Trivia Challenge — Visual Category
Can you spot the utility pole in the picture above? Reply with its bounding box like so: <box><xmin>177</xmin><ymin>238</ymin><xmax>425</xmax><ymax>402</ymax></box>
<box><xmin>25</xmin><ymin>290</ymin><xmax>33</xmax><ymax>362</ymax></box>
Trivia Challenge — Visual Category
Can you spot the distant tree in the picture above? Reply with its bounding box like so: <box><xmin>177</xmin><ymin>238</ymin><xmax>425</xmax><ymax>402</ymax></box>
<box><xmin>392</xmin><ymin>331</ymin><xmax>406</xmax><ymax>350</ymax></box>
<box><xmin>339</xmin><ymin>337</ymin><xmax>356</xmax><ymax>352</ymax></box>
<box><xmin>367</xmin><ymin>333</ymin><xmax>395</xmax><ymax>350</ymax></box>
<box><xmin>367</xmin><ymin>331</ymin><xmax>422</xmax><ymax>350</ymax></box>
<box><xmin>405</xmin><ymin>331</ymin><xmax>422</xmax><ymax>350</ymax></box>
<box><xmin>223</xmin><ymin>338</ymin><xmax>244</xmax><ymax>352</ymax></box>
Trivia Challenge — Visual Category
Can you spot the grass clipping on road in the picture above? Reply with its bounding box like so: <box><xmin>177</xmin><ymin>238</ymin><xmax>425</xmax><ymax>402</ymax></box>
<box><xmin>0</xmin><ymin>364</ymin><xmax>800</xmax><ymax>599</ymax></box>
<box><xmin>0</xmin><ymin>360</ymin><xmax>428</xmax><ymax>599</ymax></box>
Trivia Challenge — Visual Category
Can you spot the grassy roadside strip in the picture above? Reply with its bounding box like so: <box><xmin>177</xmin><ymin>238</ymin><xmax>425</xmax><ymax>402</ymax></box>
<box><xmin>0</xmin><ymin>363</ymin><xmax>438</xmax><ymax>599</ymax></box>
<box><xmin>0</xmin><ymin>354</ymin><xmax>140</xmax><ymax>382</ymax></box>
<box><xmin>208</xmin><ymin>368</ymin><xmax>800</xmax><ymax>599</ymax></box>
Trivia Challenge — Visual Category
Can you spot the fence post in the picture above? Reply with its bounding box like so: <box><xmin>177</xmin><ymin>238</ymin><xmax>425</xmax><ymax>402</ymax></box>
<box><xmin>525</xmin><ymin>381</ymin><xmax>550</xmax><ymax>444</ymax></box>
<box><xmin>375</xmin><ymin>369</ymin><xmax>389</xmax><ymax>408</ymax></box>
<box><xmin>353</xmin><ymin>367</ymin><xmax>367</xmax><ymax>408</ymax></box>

Instructions for the task => Can you rewrite all of the data above with each "Visual Category" replaced by "Image Round" and nothing else altered?

Output below =>
Trivia Challenge — Image Round
Can you spot the utility pole in the picture above? Reply with its bounding box like so: <box><xmin>177</xmin><ymin>238</ymin><xmax>425</xmax><ymax>402</ymax></box>
<box><xmin>25</xmin><ymin>290</ymin><xmax>33</xmax><ymax>362</ymax></box>
Trivia Challenge — Image Round
Can you spot the distant tree in the picture above? Reply with its bounding box like so: <box><xmin>177</xmin><ymin>238</ymin><xmax>425</xmax><ymax>402</ymax></box>
<box><xmin>392</xmin><ymin>331</ymin><xmax>406</xmax><ymax>350</ymax></box>
<box><xmin>339</xmin><ymin>337</ymin><xmax>356</xmax><ymax>352</ymax></box>
<box><xmin>367</xmin><ymin>333</ymin><xmax>395</xmax><ymax>350</ymax></box>
<box><xmin>367</xmin><ymin>331</ymin><xmax>422</xmax><ymax>350</ymax></box>
<box><xmin>405</xmin><ymin>331</ymin><xmax>422</xmax><ymax>350</ymax></box>
<box><xmin>223</xmin><ymin>338</ymin><xmax>244</xmax><ymax>352</ymax></box>
Trivia Challenge — Image Round
Can you spot the grass clipping on road in the picture above? Reply with its bounding box like so: <box><xmin>177</xmin><ymin>238</ymin><xmax>425</xmax><ymax>402</ymax></box>
<box><xmin>0</xmin><ymin>364</ymin><xmax>800</xmax><ymax>599</ymax></box>
<box><xmin>0</xmin><ymin>360</ymin><xmax>428</xmax><ymax>599</ymax></box>
Trivia Challenge — Image Round
Can you spot the grassy roadside strip in the picture above? Reply with its bounding box like so: <box><xmin>177</xmin><ymin>238</ymin><xmax>425</xmax><ymax>402</ymax></box>
<box><xmin>0</xmin><ymin>363</ymin><xmax>438</xmax><ymax>599</ymax></box>
<box><xmin>0</xmin><ymin>354</ymin><xmax>140</xmax><ymax>382</ymax></box>
<box><xmin>208</xmin><ymin>368</ymin><xmax>800</xmax><ymax>599</ymax></box>
Trivia Challenge — Image Round
Can you spot the fence post in the picture above? Reply with its bounding box like so: <box><xmin>177</xmin><ymin>238</ymin><xmax>425</xmax><ymax>402</ymax></box>
<box><xmin>525</xmin><ymin>381</ymin><xmax>550</xmax><ymax>444</ymax></box>
<box><xmin>375</xmin><ymin>369</ymin><xmax>389</xmax><ymax>408</ymax></box>
<box><xmin>353</xmin><ymin>367</ymin><xmax>367</xmax><ymax>408</ymax></box>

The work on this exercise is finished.